--- START ---

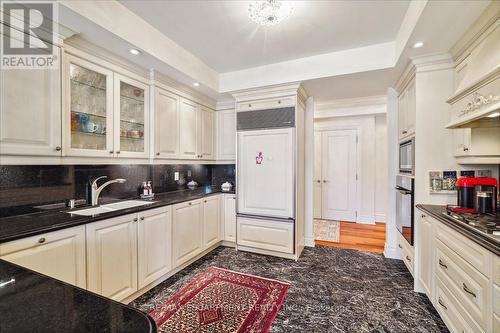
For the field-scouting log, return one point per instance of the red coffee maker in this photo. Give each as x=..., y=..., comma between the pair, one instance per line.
x=477, y=195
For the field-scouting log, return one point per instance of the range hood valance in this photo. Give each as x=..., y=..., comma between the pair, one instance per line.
x=477, y=100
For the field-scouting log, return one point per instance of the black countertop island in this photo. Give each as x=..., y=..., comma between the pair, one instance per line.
x=487, y=241
x=32, y=302
x=20, y=226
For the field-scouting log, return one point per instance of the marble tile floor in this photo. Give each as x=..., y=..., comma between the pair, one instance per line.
x=333, y=290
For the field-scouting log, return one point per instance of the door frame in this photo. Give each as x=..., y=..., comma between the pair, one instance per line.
x=359, y=181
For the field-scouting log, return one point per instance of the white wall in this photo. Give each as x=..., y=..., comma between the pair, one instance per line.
x=372, y=133
x=381, y=171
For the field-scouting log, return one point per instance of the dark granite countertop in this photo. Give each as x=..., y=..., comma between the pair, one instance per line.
x=20, y=226
x=487, y=241
x=33, y=302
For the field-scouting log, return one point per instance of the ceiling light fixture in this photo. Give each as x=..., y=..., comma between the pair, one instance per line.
x=269, y=12
x=134, y=51
x=417, y=45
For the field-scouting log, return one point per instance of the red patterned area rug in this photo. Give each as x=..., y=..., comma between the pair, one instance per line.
x=220, y=300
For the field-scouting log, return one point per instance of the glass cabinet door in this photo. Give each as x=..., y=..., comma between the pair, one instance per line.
x=131, y=117
x=90, y=108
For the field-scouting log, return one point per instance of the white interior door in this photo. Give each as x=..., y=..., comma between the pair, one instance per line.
x=317, y=176
x=339, y=169
x=266, y=173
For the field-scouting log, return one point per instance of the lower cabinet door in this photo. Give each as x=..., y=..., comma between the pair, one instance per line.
x=230, y=217
x=211, y=221
x=112, y=257
x=154, y=245
x=187, y=227
x=58, y=254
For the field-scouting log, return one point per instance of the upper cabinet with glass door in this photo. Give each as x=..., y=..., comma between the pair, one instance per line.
x=88, y=120
x=131, y=117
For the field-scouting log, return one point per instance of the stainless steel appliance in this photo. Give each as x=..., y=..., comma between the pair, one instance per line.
x=405, y=187
x=407, y=157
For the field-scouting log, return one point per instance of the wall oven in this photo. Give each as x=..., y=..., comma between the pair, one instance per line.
x=405, y=187
x=407, y=157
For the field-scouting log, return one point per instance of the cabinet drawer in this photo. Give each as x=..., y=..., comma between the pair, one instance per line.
x=407, y=253
x=467, y=285
x=471, y=252
x=450, y=311
x=270, y=103
x=265, y=234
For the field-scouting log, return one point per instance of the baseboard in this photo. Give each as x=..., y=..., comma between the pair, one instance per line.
x=366, y=219
x=392, y=252
x=309, y=242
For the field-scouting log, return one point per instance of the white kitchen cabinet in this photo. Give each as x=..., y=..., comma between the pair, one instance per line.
x=30, y=114
x=189, y=128
x=187, y=231
x=112, y=257
x=58, y=254
x=131, y=117
x=230, y=217
x=154, y=241
x=407, y=110
x=206, y=144
x=87, y=108
x=211, y=220
x=226, y=135
x=167, y=124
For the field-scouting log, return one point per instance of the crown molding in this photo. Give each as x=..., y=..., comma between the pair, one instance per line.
x=480, y=29
x=268, y=92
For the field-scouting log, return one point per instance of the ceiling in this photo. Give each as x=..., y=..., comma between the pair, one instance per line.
x=221, y=34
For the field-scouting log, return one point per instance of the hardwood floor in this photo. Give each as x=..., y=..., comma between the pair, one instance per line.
x=364, y=237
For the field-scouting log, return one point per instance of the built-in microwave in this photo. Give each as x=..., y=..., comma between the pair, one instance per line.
x=407, y=157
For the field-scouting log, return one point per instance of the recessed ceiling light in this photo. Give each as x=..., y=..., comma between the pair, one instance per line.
x=134, y=51
x=269, y=12
x=417, y=45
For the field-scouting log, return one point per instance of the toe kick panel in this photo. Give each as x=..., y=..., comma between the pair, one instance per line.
x=265, y=234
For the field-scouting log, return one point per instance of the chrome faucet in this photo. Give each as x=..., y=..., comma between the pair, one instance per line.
x=96, y=191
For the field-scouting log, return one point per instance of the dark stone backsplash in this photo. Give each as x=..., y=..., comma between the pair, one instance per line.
x=31, y=185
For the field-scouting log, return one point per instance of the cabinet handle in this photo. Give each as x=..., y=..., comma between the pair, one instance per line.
x=468, y=291
x=442, y=264
x=442, y=304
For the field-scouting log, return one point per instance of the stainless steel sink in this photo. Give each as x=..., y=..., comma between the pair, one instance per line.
x=110, y=207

--- END ---

→ WORK TASK: Restate the records word for word and drop the images.

→ YOUR SOLUTION:
For the field-scouting log, return one point per instance of the red coffee maker in this photo. Give each as x=..., y=..., comma between the pair, one instance per line.
x=477, y=195
For the field-scouting log, return one point per instance of the range hood valance in this photo. Give each as x=..., y=..., comma between the pair, one instance per line.
x=477, y=100
For the field-scouting log, return one point per instance of the black countertop island in this photo. Give each as x=..., y=..., comma between the pair, one instance per line.
x=487, y=241
x=32, y=302
x=20, y=226
For the field-scouting log, return one point per instance of the marble tile floor in this photo. Give each as x=..., y=..., comma between the pair, one instance per line.
x=333, y=290
For the field-scouting log, return one point per instance of the door frame in this photo. Give each as x=..., y=..., comma between the pair, one instance per line.
x=359, y=181
For the field-scouting log, return one point per instance of the white wall in this photo. Give each as x=..., y=..., comma between the pair, one instance per line.
x=372, y=133
x=381, y=171
For the field-scouting log, return one point per instance of the dark granite countertop in this photo. Give each as x=..., y=..., comma between the pair, one instance per line.
x=20, y=226
x=487, y=241
x=33, y=302
For the field-scouting log, return one point per instance of the ceiling light fixture in this photo. Give each as x=..., y=..., comma between the pair, one instance per line.
x=269, y=12
x=134, y=51
x=417, y=45
For the field-scouting log, return one point per instance of the red patterned area rug in this photo. Give each as x=..., y=..., comma between the pair, one instance per line.
x=220, y=300
For the field-scouting log, return one point per instance of the glass cabinet door in this photo. Give each as x=..., y=..., comma between the pair, one instance per line.
x=131, y=117
x=90, y=108
For the field-scouting log, return one point per instance of the white interior door in this photo. Give each as x=..., y=..., comma between the pair, one instance per line.
x=317, y=176
x=339, y=169
x=266, y=173
For the field-scouting log, return one point per instance of the lower cabinet door in this photo. Give each as x=..., y=..., comma between the pair, one instance per line.
x=230, y=217
x=211, y=221
x=112, y=257
x=154, y=245
x=187, y=227
x=58, y=254
For the field-scouting log, return one point per instance of the upper cabinet with glass door in this photo. Give each as x=..., y=..., comma between the pair, one instance per line.
x=88, y=120
x=131, y=117
For the field-scouting log, return one point per instance of the stainless steel appliance in this photo. Give each as x=..., y=..., comma between the pair, one instance per line.
x=405, y=187
x=407, y=157
For the field-scouting log, return one point per instance of the wall oven in this photo. Give each as x=..., y=..., comma between the pair, one instance per line.
x=405, y=187
x=407, y=157
For the field-scouting log, return one point per instance of the cabinet drawer in this photo. Give each as x=..., y=..., comma between the pair, one instance per line.
x=407, y=253
x=467, y=285
x=471, y=252
x=450, y=311
x=270, y=103
x=265, y=234
For the field-scouting log, return one point per instance of the baseboard in this photo. Give each as x=..., y=..., comma between the pair, one instance per line.
x=366, y=219
x=392, y=252
x=309, y=242
For the field-scouting log, return one point per instance of the white kitchen cabinet in this photo. Give each as x=..., y=..., comma between the pair, one instance per line.
x=30, y=114
x=189, y=128
x=187, y=231
x=112, y=257
x=58, y=254
x=131, y=117
x=230, y=217
x=154, y=241
x=407, y=110
x=206, y=144
x=87, y=108
x=211, y=220
x=226, y=135
x=167, y=124
For the field-scouting log, return one point per instance of the crown molding in this photo. Give each as x=..., y=..., comma between the pair, one instance per line.
x=480, y=29
x=268, y=92
For the field-scouting log, return one point per instance of the ceiling in this photo. Give each as x=..., y=..., comma between the pair, one instance per line.
x=221, y=34
For the field-scouting log, return one point per instance of the hardwood floor in this photo. Give each as x=..., y=..., comma between the pair, one instance per line.
x=364, y=237
For the field-scouting log, return one point per instance of the built-in microwave in this photo. Give each as x=..., y=..., comma between the pair, one instance per line.
x=407, y=157
For the field-scouting log, return one point per instance of the recessed ceiling light in this photo. Give each as x=..., y=..., comma between the pair, one instance per line.
x=134, y=51
x=269, y=12
x=417, y=45
For the field-scouting log, return one point per instance of the toe kick panel in this photo. Give each as x=..., y=..., comma between the pair, one instance per line.
x=265, y=234
For the field-scouting log, return one point per instance of the chrome faucet in this photo. Give each as x=..., y=..., comma between the pair, one instance per line.
x=96, y=191
For the field-scouting log, return one point per instance of the dark stone backsplash in this photo. Give each as x=..., y=..., comma between the pair, one instance per line.
x=31, y=185
For the field-scouting log, return one point per instance of the cabinet handle in this photo. Give each as x=..., y=..., comma between the pair, one instance per line.
x=468, y=291
x=442, y=264
x=442, y=304
For the field-scouting log, return one point per instance of the stainless steel sink in this photo. Give each as x=..., y=..., comma between the pair, one instance per line.
x=110, y=207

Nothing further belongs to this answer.